Record extracts:
[Start]

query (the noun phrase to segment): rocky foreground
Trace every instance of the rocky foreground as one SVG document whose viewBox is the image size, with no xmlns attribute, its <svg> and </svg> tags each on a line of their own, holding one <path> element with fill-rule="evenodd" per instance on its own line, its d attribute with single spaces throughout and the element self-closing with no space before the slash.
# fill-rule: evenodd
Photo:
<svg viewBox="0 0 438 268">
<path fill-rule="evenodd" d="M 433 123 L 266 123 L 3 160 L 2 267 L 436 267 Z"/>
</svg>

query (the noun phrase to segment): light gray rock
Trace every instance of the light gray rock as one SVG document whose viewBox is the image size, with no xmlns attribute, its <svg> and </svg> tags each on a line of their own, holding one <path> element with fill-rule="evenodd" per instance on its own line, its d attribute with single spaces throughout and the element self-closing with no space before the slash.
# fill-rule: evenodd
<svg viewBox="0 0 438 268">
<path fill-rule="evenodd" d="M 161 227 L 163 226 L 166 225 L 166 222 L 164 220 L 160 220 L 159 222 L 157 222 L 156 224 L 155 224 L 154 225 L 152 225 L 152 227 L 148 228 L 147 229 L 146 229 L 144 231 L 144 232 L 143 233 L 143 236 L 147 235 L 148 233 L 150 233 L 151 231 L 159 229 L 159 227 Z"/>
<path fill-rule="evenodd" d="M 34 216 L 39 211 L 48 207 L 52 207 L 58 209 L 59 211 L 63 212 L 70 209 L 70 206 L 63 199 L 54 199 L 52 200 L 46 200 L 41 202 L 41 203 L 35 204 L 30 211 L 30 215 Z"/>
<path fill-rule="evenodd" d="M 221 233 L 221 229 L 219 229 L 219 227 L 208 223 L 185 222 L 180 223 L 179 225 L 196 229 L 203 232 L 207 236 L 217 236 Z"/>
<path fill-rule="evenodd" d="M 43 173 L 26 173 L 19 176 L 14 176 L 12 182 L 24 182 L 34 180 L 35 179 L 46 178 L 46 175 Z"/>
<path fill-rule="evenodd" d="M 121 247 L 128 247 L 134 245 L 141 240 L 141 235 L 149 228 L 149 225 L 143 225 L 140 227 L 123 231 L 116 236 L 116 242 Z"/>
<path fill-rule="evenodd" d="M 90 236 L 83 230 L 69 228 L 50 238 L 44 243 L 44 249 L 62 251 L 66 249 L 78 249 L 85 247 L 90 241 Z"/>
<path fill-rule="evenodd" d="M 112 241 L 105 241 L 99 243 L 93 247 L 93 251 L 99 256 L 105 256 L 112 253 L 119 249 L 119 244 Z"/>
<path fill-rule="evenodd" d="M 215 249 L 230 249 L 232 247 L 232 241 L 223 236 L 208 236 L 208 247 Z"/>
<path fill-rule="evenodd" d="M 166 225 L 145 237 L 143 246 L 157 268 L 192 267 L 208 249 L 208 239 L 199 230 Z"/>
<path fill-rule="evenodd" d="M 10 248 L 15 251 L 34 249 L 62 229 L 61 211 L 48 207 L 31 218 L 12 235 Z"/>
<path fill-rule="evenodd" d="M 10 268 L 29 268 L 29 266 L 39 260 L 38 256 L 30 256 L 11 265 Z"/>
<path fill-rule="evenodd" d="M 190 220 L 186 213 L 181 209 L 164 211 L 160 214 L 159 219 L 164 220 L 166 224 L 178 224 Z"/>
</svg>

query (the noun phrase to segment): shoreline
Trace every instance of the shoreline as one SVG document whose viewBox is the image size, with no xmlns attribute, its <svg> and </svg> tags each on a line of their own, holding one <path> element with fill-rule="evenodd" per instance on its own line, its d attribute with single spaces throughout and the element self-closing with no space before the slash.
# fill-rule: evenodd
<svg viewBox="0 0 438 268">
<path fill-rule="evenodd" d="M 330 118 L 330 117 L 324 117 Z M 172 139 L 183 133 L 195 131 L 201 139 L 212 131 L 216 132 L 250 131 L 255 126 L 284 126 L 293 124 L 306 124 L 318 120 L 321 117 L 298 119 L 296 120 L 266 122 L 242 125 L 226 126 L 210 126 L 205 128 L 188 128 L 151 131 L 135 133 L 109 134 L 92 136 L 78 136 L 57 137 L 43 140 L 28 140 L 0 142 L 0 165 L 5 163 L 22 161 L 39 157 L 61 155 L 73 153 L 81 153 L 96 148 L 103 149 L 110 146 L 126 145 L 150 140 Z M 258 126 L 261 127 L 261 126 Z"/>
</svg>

[End]
[Start]

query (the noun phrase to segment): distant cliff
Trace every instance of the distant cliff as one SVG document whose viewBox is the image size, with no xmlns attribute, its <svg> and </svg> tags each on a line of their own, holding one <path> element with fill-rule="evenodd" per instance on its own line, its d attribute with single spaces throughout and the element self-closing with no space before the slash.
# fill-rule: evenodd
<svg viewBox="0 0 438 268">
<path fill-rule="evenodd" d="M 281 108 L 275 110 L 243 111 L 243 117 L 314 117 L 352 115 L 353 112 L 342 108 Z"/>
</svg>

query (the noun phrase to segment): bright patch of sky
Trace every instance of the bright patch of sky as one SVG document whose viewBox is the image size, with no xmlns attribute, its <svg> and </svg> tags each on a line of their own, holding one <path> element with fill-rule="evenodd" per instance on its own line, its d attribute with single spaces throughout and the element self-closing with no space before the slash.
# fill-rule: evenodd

[End]

Starting at the line that contains "query (the noun phrase to segment): light" and ending with the line that contains "166 225 L 145", render that stretch of the material above as a JSON list of strings, one string per line, leaving out any blank lines.

Response to the exercise:
[
  "query (the noun phrase to segment): light gray rock",
  "Trace every instance of the light gray rock as one SVG document whose viewBox is the image size, with no xmlns attribute, its <svg> and </svg> tags each on a line of their own, holding one <path> element with fill-rule=\"evenodd\" per instance on its own line, its d attribute with single spaces throughout and the element self-closing with no space before the slash.",
  "# fill-rule: evenodd",
  "<svg viewBox=\"0 0 438 268\">",
  "<path fill-rule=\"evenodd\" d=\"M 161 227 L 163 226 L 166 225 L 166 222 L 164 220 L 160 220 L 159 222 L 157 222 L 156 224 L 155 224 L 154 225 L 152 225 L 152 227 L 148 228 L 147 229 L 146 229 L 144 231 L 144 232 L 143 233 L 143 236 L 147 235 L 148 233 L 150 233 L 151 231 L 159 229 L 159 227 Z\"/>",
  "<path fill-rule=\"evenodd\" d=\"M 34 216 L 39 211 L 48 207 L 52 207 L 58 209 L 59 211 L 63 212 L 70 209 L 70 206 L 63 199 L 54 199 L 52 200 L 46 200 L 41 202 L 41 203 L 35 204 L 30 211 L 30 215 Z\"/>",
  "<path fill-rule=\"evenodd\" d=\"M 221 233 L 221 229 L 219 229 L 219 227 L 208 223 L 185 222 L 180 223 L 179 225 L 196 229 L 203 232 L 207 236 L 217 236 Z\"/>",
  "<path fill-rule=\"evenodd\" d=\"M 43 173 L 26 173 L 19 176 L 14 176 L 12 182 L 24 182 L 34 180 L 35 179 L 46 178 L 46 175 Z\"/>",
  "<path fill-rule=\"evenodd\" d=\"M 121 247 L 128 247 L 134 245 L 141 240 L 141 235 L 149 228 L 149 225 L 143 225 L 140 227 L 123 231 L 116 236 L 116 242 Z\"/>",
  "<path fill-rule=\"evenodd\" d=\"M 90 236 L 83 230 L 69 228 L 50 238 L 44 243 L 44 249 L 62 251 L 66 249 L 78 249 L 85 247 L 90 241 Z\"/>",
  "<path fill-rule=\"evenodd\" d=\"M 112 241 L 105 241 L 99 243 L 93 247 L 93 251 L 99 256 L 105 256 L 112 253 L 119 249 L 119 244 Z\"/>",
  "<path fill-rule=\"evenodd\" d=\"M 215 249 L 230 249 L 232 247 L 232 241 L 223 236 L 208 236 L 208 247 Z\"/>",
  "<path fill-rule=\"evenodd\" d=\"M 166 225 L 145 237 L 143 246 L 157 268 L 192 267 L 208 249 L 208 239 L 199 230 Z\"/>"
]